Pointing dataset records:
━━━━━━━━━━━━━━━━━━━━━━━━━━━━━━

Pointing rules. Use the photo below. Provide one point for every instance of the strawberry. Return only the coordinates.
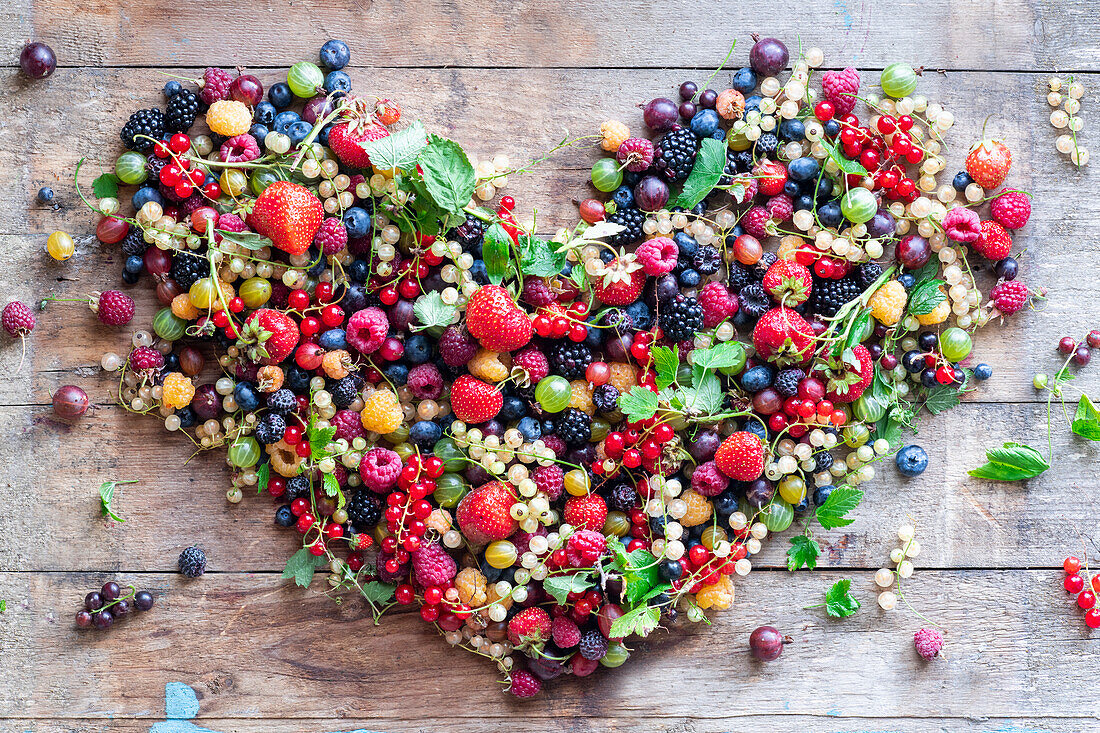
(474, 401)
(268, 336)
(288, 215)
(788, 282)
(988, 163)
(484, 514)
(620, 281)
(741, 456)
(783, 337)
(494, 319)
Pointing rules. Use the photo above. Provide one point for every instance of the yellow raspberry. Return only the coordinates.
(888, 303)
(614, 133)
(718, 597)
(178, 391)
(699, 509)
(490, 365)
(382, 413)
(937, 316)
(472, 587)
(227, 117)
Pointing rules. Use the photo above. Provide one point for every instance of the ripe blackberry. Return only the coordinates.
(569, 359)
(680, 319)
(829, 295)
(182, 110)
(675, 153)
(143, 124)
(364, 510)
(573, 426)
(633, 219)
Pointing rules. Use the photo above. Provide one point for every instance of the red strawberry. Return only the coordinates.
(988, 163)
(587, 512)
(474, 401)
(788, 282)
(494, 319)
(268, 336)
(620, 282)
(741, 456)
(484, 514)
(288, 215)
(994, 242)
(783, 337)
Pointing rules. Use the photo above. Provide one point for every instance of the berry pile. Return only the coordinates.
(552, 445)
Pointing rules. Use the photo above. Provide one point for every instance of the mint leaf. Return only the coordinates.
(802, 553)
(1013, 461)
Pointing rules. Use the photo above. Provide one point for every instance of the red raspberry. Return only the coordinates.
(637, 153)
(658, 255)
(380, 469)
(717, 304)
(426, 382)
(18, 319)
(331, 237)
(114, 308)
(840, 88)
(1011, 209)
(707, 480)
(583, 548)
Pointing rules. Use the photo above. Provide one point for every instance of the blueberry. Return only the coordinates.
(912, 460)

━━━━━━━━━━━━━━━━━━━━━━━━━━━━━━

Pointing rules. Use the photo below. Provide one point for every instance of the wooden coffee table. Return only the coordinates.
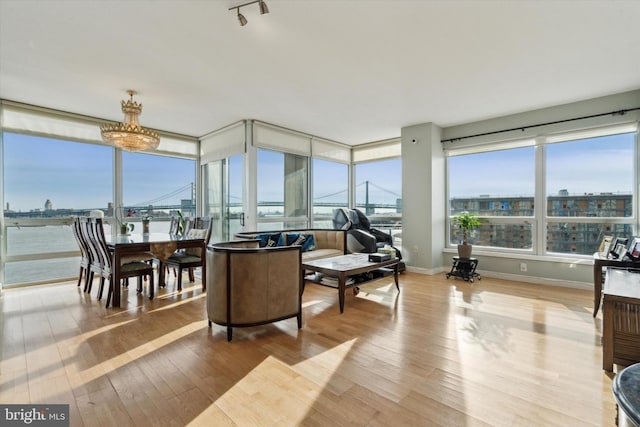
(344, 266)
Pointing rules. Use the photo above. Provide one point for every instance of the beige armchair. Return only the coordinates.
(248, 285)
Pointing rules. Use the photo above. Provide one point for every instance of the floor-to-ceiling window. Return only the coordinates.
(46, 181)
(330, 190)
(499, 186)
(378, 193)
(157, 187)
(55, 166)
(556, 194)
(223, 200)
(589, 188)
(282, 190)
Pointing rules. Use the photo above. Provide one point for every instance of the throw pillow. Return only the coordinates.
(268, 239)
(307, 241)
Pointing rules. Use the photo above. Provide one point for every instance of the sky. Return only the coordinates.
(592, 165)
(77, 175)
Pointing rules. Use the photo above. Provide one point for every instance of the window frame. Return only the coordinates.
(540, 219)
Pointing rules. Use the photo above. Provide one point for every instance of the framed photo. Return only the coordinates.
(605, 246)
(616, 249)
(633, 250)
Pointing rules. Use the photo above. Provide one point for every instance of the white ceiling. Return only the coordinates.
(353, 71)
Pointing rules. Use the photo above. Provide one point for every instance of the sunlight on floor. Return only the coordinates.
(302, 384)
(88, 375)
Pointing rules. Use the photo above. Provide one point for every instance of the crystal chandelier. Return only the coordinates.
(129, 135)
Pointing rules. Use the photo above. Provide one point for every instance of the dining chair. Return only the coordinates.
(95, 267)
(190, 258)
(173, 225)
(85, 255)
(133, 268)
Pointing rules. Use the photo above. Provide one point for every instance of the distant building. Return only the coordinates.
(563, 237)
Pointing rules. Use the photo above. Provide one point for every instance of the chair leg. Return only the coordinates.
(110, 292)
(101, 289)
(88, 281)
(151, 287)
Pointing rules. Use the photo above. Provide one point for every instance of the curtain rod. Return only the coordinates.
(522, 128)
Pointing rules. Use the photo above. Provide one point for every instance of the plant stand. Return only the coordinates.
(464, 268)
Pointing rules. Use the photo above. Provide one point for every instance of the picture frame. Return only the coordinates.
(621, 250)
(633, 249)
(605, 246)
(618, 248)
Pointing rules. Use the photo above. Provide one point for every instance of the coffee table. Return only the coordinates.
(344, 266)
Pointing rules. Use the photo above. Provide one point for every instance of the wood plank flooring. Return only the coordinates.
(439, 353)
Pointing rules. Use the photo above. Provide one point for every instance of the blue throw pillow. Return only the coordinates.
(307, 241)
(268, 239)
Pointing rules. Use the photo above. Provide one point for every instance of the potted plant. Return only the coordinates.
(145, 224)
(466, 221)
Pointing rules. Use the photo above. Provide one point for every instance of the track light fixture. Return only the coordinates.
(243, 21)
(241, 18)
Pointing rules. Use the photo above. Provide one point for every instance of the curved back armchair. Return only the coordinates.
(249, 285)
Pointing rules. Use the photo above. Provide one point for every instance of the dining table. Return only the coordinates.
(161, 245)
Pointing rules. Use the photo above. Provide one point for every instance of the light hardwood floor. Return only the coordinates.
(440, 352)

━━━━━━━━━━━━━━━━━━━━━━━━━━━━━━

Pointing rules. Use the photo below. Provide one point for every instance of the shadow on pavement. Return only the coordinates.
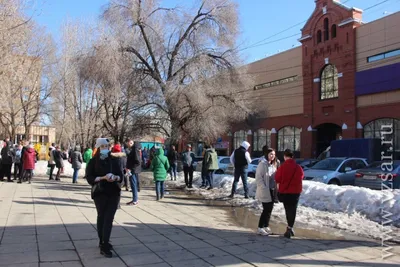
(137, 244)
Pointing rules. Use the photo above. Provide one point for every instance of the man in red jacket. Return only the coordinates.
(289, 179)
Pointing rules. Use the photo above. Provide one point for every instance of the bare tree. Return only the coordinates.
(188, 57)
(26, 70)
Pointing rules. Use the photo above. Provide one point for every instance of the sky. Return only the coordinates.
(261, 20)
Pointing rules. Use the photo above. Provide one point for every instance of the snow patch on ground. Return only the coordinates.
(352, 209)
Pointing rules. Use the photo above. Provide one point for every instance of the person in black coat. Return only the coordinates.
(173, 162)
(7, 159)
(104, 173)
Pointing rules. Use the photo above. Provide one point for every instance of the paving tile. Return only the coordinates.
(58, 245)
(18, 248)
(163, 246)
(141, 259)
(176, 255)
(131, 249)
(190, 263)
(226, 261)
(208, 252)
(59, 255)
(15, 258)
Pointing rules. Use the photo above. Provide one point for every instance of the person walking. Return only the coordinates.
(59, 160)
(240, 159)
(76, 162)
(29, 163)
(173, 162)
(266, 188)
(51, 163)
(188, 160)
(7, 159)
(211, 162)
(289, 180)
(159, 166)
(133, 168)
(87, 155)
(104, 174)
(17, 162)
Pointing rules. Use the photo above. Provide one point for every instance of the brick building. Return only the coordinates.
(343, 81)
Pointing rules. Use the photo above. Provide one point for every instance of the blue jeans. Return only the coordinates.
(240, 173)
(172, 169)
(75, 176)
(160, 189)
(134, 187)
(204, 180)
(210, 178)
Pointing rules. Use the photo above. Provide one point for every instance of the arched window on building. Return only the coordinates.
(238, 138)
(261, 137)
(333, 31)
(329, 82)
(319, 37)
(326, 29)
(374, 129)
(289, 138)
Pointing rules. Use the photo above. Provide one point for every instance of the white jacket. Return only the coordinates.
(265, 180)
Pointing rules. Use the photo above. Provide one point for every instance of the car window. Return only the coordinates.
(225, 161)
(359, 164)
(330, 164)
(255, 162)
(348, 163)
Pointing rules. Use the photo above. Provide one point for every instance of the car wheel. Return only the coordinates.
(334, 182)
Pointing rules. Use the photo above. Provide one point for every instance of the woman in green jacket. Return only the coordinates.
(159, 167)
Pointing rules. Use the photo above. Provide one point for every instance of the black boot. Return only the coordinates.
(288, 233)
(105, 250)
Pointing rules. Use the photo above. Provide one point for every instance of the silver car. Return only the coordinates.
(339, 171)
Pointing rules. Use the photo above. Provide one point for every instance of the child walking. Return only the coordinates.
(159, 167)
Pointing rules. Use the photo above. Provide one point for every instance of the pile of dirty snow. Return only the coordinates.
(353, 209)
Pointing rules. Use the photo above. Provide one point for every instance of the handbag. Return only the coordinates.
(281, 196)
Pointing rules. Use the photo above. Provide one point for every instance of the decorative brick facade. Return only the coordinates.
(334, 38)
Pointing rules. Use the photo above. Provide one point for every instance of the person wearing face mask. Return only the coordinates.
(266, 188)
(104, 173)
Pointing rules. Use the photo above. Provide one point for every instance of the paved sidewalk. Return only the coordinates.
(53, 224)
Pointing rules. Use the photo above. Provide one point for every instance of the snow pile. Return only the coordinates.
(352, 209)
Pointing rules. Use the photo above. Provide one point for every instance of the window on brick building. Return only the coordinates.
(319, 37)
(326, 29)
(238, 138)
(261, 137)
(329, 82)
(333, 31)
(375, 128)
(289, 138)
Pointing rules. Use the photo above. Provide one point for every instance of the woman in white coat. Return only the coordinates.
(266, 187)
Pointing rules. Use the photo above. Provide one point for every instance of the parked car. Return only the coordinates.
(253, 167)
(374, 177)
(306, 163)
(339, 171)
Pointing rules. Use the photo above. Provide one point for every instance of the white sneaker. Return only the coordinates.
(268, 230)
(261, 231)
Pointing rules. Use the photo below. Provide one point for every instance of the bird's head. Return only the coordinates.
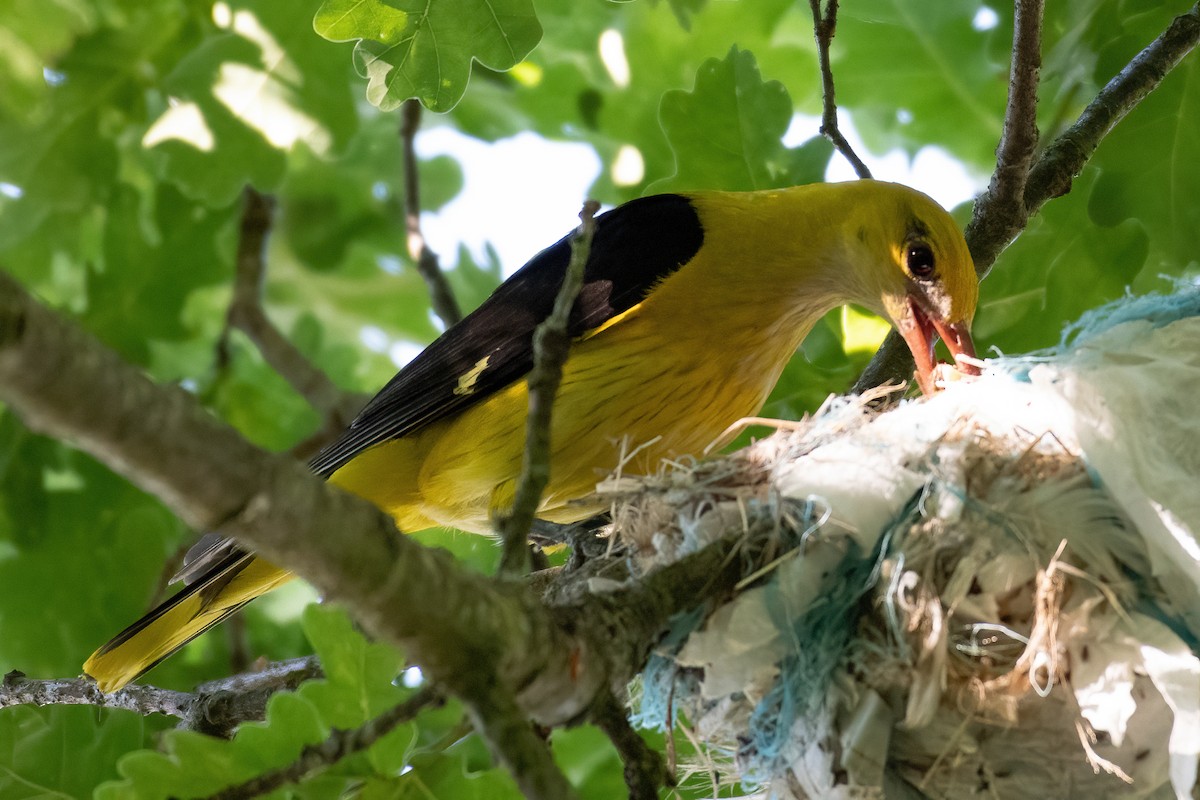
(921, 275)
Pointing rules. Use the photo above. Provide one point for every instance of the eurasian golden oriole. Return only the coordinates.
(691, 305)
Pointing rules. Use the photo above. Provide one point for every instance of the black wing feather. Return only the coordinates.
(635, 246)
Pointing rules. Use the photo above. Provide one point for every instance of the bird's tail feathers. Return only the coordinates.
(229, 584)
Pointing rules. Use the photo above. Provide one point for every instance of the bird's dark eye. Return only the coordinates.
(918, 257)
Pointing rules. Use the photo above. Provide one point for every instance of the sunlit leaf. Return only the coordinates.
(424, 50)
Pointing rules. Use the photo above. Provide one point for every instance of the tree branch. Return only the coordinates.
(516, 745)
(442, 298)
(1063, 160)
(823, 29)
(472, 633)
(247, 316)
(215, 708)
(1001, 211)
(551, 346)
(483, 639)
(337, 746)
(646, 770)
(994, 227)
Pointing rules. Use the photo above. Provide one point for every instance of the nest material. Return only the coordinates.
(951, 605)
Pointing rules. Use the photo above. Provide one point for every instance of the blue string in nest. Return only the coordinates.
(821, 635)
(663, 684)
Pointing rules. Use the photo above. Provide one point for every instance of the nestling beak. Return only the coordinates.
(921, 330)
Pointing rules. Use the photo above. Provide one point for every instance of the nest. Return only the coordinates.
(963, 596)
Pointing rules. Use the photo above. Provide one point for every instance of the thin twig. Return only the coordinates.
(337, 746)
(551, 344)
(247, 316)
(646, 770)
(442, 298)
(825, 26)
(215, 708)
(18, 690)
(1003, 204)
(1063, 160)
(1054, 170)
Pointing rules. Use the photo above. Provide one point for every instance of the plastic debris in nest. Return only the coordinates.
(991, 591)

━━━━━━━━━━━━━━━━━━━━━━━━━━━━━━

Exercise goal:
Show every line above that contains the word "plant", copying each line in full.

Response for this exercise:
Pointing rules. Use the photo above. Provide one point for every instance of the plant stand. Return only the coordinates.
Pointing rules. Use the photo above. Provide one point for every instance of the potted plant. Return only the coordinates.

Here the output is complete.